All entries below are to be returned exactly, with pictures left out.

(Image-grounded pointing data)
Start of Block
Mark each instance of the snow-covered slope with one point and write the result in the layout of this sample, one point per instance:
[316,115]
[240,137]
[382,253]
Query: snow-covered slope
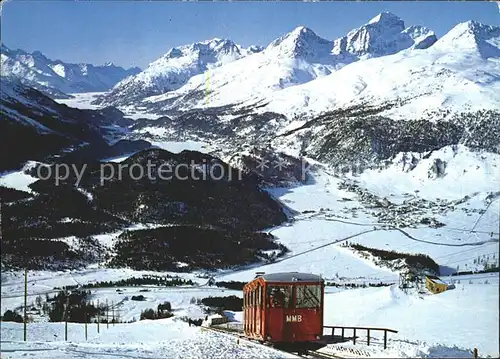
[57,78]
[459,73]
[175,68]
[296,58]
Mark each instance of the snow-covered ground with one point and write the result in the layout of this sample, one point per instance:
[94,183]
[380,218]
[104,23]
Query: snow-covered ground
[82,100]
[166,338]
[451,323]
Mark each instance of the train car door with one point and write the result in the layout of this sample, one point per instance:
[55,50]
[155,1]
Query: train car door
[259,320]
[279,301]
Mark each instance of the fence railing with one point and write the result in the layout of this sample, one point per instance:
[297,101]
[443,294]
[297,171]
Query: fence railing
[356,330]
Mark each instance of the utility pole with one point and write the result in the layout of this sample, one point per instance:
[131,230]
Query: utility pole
[98,315]
[107,314]
[25,301]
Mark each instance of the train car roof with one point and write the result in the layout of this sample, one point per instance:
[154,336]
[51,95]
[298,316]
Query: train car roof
[291,277]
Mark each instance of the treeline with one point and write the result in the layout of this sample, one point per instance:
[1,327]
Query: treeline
[73,306]
[415,261]
[357,285]
[489,270]
[235,285]
[161,249]
[165,281]
[163,311]
[231,302]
End of Block
Response area
Mark each instance of the snow-covered slope with one point and write the result in the layout of this sample, one point per instance:
[316,115]
[240,137]
[382,253]
Query: snow-covered slope
[57,78]
[459,73]
[175,68]
[296,58]
Mark each instance of the snow-covered ground with one point and write the result in the layout of this sample, one point per instance:
[94,183]
[380,218]
[104,23]
Query: snow-covered ground
[82,100]
[166,338]
[451,323]
Mark each instance of the train car door with one point and write the result in the layout of this sample, one point per instance:
[55,50]
[155,1]
Query: train car door
[259,320]
[279,301]
Mark each instance of the fence railing with one point and write the result in the layout of this sample, one point per instance:
[297,101]
[443,294]
[297,171]
Query: fence railing
[356,330]
Mark each instance of the utility pole with one point and write the result in the layout of this sample, one point per instance:
[131,230]
Query: utility pole
[98,315]
[107,314]
[25,301]
Mark each instance of the train car roof with one point and write the result in the layout of this sample, one point per instance:
[154,336]
[51,95]
[298,316]
Query: train car roof
[291,277]
Mark each instance of the treeline with one point and write the result in the layout of this sample, one point per instance:
[1,327]
Query: treeline
[73,306]
[415,261]
[357,285]
[489,270]
[235,285]
[161,249]
[165,281]
[163,311]
[231,302]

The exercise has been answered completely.